[begin Material provided]

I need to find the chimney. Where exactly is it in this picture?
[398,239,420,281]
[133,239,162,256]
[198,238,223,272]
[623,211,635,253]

[end Material provided]
[begin Material provided]

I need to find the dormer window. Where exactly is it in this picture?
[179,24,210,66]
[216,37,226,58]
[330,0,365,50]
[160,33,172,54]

[end Material provided]

> Exercise: Please rewrite the entries starting at the line that contains "I need to find the dormer" and ending after the line that contains "[160,33,172,54]", keeping every line and increasing each coordinate in the answers by 14.

> Written solution:
I need to find the dormer window. Where exactly is it in this picture?
[193,38,224,80]
[230,51,240,72]
[344,14,379,64]
[174,47,186,68]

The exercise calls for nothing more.